══ ОТРЫВОК

Рассказывает Сергей Татаринов (Санкт-Петербург).
1998 год, июнь, Курск, фестиваль "Соловьиные
трели".
Одна ночь уже позади, и не очень ранним
утром сидят Мищуки, Вахнюк,
Туриянский, Леонид Сергеев, Виктор Байрак и прочие корифеи — медленно просыпаются, приводят
лица в порядок, медитируют перед отборочным прослушиванием.
Подходят двое молодых
людей новой формации (у одного — кольцо в ухе) и спрашивают, где будет
проходить прослушивание. Байрак как наименее
пострадавший от ночных мероприятий начинает водить руками и оживленно
информировать: этот бард будет работать там, а тот — вон там, а те — в той
стороне... И не замечает, что один из этих молодых, который окольцованный, уже
не слушает, а смотрит, не отрываясь, на Сергеева. И, наконец, вросклицает:
— Я вас узнал!!
Пауза.
—
Вы — Олег Митяев!!!
Конец — делу ...
Рассказывает Валерий Мустафин (Казань).
То ли
конец 70-х, то ли начало 80-х. Ульяновск. Фестиваль "Гамбургский
счет", идею которого предложил замечательный человек, президент клуба
Евгений Сиголаев.
Объявляется конкурс на
лучшую песню для закрытия фестиваля. Последним на сцену выходит Леонид Сергеев
и завершает свою серию песен чем-то гусарским с такими примерно словами:
И мы пойдем попить мадеру,
И будем пить с тобой мы до утра,
И за царя, за Родину, за
веру
Мы грянем громкое
"Ура! Ура! Ура!"
— Ну, все, — говорит он, оказавшись за кулисами, —
кажется, я закрыл этот фестиваль. Навсегда.
А что-то главное...
Леонид
Сергеев в ноябре 1999 г. рассказал журналу "ЭКС" (№4, январь 2000 г.)
в лице его корреспондента С.Шибаева:
— На
одном из конкурсных концертов товарищ с Украины поёт такую длинную песню:
любовь моя, я для тебя сварил бы звёздный суп, приправил его лунным светом и
всё в таком роде. Сложная драматургия, образ непростой и даже странный, честно
говоря.

════
══ ДАННЫЕ

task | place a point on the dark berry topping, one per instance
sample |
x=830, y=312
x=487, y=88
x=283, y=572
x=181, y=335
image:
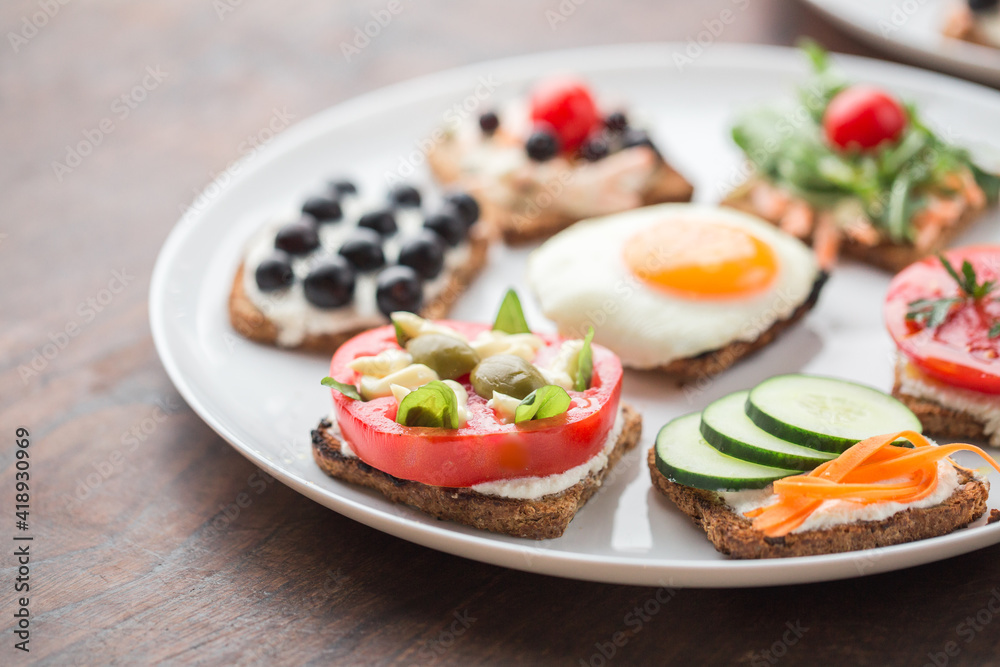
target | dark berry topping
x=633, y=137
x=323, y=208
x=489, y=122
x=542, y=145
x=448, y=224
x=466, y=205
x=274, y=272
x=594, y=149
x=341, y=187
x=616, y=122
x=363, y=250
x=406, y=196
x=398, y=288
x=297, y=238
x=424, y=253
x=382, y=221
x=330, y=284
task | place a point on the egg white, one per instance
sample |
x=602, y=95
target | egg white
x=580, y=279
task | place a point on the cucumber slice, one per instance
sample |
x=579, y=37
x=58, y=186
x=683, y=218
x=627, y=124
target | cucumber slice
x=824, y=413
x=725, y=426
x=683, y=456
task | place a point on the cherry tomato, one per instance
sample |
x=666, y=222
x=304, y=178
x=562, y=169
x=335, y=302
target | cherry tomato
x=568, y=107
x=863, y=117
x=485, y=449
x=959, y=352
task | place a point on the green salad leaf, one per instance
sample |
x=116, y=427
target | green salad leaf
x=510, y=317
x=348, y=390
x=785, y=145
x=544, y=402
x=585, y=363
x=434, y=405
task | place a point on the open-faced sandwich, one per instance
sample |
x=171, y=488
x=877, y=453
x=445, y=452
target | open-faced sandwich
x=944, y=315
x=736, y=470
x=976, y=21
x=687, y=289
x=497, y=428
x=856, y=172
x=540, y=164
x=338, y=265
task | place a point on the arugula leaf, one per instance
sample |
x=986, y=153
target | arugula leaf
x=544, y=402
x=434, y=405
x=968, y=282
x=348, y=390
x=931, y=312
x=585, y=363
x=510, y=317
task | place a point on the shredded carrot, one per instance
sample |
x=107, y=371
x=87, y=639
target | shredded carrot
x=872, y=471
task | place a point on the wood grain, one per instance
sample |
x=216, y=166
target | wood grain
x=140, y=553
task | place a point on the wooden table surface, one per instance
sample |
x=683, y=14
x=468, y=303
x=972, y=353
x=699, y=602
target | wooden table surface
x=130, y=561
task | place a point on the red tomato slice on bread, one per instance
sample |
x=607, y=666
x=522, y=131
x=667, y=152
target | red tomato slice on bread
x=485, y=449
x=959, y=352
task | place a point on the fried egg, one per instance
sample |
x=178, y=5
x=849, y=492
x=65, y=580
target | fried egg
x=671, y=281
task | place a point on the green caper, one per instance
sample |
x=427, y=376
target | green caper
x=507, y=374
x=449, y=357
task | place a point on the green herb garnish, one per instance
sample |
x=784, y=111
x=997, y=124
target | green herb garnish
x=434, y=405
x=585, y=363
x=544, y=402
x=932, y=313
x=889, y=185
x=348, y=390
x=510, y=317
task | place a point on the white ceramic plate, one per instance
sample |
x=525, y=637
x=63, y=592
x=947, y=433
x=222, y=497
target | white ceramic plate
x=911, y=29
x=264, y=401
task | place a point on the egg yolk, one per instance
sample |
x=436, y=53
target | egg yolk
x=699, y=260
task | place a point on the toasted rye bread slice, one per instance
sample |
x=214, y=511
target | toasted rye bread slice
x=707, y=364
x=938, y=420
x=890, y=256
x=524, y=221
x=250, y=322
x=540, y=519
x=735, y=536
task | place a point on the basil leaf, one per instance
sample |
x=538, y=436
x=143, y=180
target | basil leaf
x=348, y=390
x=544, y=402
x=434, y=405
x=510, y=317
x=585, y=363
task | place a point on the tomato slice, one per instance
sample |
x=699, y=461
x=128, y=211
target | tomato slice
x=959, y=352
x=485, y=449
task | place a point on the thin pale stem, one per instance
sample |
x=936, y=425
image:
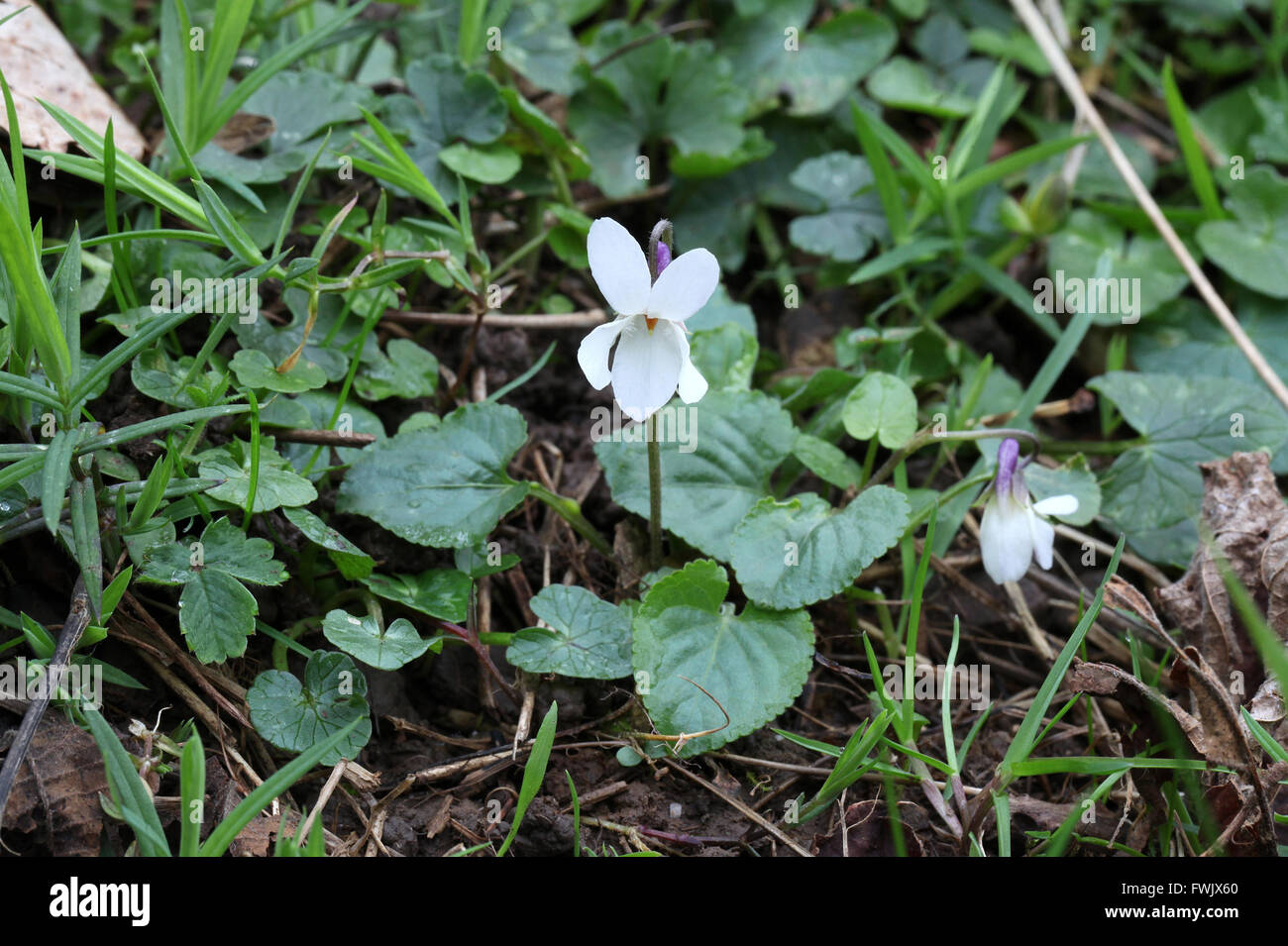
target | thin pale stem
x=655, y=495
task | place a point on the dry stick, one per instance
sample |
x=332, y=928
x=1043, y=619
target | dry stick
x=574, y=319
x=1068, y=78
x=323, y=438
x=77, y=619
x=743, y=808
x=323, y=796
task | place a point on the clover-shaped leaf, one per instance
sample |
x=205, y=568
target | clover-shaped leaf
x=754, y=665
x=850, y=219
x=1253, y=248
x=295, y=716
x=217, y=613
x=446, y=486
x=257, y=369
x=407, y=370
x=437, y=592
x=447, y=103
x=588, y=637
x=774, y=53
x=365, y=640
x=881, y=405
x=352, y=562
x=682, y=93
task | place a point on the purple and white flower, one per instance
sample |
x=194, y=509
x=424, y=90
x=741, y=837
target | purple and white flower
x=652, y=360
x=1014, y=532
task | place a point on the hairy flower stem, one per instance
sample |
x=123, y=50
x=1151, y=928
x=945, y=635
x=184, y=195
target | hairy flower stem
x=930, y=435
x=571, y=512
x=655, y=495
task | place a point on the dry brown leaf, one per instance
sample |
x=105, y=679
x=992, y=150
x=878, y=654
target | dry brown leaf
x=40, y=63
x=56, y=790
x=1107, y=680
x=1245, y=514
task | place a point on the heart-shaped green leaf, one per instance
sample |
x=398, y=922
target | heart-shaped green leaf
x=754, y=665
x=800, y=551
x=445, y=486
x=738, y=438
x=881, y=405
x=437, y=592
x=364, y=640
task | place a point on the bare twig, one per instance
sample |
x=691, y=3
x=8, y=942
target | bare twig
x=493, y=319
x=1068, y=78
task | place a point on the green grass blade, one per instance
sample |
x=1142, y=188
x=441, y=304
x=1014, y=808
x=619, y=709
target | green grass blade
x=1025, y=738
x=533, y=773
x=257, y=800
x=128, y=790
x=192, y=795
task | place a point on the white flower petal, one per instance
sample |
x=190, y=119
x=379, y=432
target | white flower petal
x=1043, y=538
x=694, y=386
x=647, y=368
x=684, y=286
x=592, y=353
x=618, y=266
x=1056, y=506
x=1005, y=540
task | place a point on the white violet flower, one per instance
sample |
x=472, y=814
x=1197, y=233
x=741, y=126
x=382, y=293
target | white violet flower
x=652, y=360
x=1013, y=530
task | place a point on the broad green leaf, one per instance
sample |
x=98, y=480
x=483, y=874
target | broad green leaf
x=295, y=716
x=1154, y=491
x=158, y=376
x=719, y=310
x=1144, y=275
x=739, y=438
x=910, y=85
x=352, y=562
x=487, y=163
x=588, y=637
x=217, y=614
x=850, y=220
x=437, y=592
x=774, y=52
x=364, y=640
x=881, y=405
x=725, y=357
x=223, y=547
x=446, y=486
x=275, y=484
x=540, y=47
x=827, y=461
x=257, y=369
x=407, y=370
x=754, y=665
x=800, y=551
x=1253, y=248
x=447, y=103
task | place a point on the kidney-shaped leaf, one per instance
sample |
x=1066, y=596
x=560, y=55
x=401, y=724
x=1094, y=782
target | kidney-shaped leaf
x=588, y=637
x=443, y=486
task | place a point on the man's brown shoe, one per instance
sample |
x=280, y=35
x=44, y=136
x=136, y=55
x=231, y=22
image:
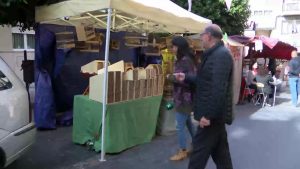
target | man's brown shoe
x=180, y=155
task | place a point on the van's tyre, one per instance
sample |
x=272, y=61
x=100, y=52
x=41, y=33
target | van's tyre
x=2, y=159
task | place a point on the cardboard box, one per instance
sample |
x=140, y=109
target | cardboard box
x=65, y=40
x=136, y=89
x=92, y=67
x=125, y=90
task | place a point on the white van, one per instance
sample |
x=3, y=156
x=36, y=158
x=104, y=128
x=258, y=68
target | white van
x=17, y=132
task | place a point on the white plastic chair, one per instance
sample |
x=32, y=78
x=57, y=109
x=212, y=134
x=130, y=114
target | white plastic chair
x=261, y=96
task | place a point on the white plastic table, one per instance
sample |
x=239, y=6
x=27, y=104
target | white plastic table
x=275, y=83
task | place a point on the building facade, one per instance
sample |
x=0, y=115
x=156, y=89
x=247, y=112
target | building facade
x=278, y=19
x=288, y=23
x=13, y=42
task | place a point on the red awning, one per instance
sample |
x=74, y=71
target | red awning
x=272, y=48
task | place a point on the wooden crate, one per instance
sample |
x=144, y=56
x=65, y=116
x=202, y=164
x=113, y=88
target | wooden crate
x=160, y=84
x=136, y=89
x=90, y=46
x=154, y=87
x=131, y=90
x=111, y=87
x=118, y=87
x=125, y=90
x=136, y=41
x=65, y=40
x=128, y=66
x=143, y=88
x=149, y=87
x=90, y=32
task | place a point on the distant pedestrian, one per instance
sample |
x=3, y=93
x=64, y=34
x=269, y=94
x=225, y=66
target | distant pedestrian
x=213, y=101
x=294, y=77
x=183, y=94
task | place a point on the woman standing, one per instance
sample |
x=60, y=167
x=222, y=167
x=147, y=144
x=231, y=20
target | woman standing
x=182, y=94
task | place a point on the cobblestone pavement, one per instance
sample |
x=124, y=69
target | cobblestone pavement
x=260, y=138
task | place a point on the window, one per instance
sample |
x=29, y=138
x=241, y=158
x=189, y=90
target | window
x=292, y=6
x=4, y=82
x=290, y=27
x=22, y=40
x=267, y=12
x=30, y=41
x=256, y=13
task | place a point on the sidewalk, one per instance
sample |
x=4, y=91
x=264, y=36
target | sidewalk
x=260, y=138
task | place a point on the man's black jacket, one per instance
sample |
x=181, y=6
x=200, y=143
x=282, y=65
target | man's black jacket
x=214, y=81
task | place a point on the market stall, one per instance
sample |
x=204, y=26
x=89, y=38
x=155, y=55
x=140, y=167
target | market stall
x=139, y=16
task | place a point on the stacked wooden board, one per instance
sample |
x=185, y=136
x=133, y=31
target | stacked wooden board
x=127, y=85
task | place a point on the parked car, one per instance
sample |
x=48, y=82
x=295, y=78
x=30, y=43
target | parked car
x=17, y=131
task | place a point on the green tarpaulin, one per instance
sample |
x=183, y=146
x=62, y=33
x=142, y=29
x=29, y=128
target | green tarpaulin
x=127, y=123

════

ЗАДАНИЕ A: Кто, согласно отрывку о бардовских фестивалях, предложил идею фестиваля «Гамбургский счет»?
ЗАДАНИЕ B: Продолжите отрывок о бардовских фестивалях, начав сразу после его последней фразы.

ОТВЕТ A: Евгений Сиголаев, президент клуба.

ОТВЕТ B:
Ну, сварил он этот суп,
замолкает, пауза. И в этой тишине довольно громкая реплика из зала:
— Чувак,
мясо забыл!
В нужное время, в нужном месте.
Рассказывает Леонид Сергеев.
В этот раз ему относительно повезло.
Это
было в конце 80-х на алюминиевом комбинате в г.Краснотурьинске Свердловской области.
Лист
ватмана красными буквами сообщал о том, что "сегодня, 27 числа, в красном
уголке состоится концерт гитариста Леонида Сергеева".
Когда
же лист сняли и перевернули, обнаружилась надпись черными буквами о том, что
"похороны шофера такого-то состоятся 26 числа..."
Пронесло!
На концерте в одном из
кисловодских санаториев он оказался в более сложной ситуации.
Был
"мертвый сезон", и аудиторию составляли, в основном, старички и
старушки.
Минут
через двадцать после начала Леня получает записку: "Молодой человек, когда
же придут артисты и начнется концерт?"
Не
менее захватывающий сюжет развертывался 7 марта 1996 года в Димитровграде
Ульяновской области в НИИ атомных реакторов. Приглашение поступило двумя днями
ранее и носило "пожарный" характер, почему — станет видно во вторых
строках.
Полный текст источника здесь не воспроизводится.